Exercise brief:
Write down each entry again, exactly as it reads.

Data extracted from a collection
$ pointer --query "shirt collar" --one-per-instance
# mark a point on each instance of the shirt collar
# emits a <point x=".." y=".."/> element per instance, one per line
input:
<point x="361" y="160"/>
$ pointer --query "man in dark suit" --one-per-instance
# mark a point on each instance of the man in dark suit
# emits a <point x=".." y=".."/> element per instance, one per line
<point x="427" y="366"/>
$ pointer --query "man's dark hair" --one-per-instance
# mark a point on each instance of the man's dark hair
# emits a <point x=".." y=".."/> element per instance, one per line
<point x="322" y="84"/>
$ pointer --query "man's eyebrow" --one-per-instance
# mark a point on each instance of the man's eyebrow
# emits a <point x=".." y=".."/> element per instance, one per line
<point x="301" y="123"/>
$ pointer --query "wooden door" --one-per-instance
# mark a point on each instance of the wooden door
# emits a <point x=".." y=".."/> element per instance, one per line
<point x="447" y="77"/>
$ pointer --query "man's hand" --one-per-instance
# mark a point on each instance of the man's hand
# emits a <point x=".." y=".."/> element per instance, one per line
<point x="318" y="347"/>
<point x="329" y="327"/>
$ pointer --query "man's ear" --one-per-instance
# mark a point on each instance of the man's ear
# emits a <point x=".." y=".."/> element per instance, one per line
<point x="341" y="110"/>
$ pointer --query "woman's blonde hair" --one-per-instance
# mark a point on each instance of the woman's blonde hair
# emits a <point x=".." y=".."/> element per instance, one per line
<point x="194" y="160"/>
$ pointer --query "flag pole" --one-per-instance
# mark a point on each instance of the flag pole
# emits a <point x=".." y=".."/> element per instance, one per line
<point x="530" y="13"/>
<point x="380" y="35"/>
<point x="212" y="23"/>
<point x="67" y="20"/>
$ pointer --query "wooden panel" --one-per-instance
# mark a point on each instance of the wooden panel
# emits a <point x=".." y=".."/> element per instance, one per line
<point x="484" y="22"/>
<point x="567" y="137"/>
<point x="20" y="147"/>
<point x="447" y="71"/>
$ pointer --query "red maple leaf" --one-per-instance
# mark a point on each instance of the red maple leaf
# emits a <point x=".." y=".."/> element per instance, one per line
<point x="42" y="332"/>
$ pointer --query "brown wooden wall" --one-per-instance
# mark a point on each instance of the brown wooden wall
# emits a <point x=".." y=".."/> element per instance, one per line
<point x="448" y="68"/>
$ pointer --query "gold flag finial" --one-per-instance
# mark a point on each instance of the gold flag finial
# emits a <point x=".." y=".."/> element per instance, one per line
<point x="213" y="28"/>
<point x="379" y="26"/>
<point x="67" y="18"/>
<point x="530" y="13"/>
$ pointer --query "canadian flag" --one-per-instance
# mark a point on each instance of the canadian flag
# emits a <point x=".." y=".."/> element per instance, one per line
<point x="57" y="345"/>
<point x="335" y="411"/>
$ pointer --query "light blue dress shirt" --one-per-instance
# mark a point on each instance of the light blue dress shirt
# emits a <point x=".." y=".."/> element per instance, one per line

Reply to the task:
$ pointer --query "shirt collar" --one-per-instance
# mark a point on each instance of the shirt collar
# emits a <point x=".." y=".."/> element per instance, one per line
input:
<point x="361" y="160"/>
$ pointer --query "man in dark suit" --one-per-instance
# mark a point on each instance of the man in dark suit
# emits a <point x=".." y=".."/> element per instance, one per line
<point x="427" y="366"/>
$ pointer --query "man's dark hair" --one-per-instance
# mark a point on each instance of the man's dark hair
# emits a <point x=".." y=".."/> element per instance, one per line
<point x="322" y="84"/>
$ pointer --query "man's eyebrow" --one-per-instance
# mark a point on each instance of the man's eyebrow
# emits a <point x=".." y=".."/> element per instance, one per line
<point x="301" y="123"/>
$ pointer --query "wooden door" --one-per-instance
# mark a point on each instance of the wooden door
# emits a <point x=".." y=".."/> element per instance, one per line
<point x="447" y="77"/>
$ pointer --query "man's hand" --one-per-instance
# mark a point on each instance of the man's hand
# emits a <point x=".." y=".."/> element per instance, one per line
<point x="318" y="347"/>
<point x="329" y="327"/>
$ pointer --query "man's ear" --one-per-instance
# mark a point on each instance of the man's ear
# emits a <point x=".." y=".."/> element per instance, one per line
<point x="341" y="110"/>
$ pointer --query "woman's blonde hair" --one-per-instance
# mark a point on each instance of the woman's blonde hair
# emits a <point x=".." y=".."/> element per instance, one per line
<point x="194" y="160"/>
$ pointer --query "flag pole" --one-per-instance
# mark a point on each instance of the flag pole
# emits a <point x=".." y=".."/> element per instance, one per line
<point x="530" y="13"/>
<point x="380" y="35"/>
<point x="212" y="23"/>
<point x="67" y="20"/>
$ pointer --query "wooden panel" --one-per-instance
# mark a point on each instance of the wooden panel
# emits a <point x=".." y=".."/> element per instance, one per line
<point x="484" y="22"/>
<point x="567" y="137"/>
<point x="20" y="147"/>
<point x="447" y="71"/>
$ pointer --query "red maple leaf" --one-per-instance
# mark a point on each instance of the red maple leaf
# emits a <point x=".." y=".."/> element per instance, one per line
<point x="42" y="332"/>
$ pointer --query "brown wooden wall" --one-per-instance
# mark a point on each instance of the brown wooden wall
# emits a <point x=".." y=".."/> element per instance, one per line
<point x="448" y="68"/>
$ pointer --query "gold flag finial" --one-per-instance
# mark a point on each instance of the gold flag finial
# emits a <point x=".." y=".."/> element per instance, one per line
<point x="213" y="28"/>
<point x="379" y="26"/>
<point x="67" y="18"/>
<point x="530" y="13"/>
$ pointer --query "canadian flag" --one-per-instance
# mark a point on each instance of the canadian flag
# emits a <point x=".." y=".."/> element per instance, one per line
<point x="57" y="345"/>
<point x="335" y="411"/>
$ pointer --query "light blue dress shirt" --one-per-instance
# mark a point on each instance of the light blue dress shirt
# emits a <point x=".." y=".."/> element per instance, one per line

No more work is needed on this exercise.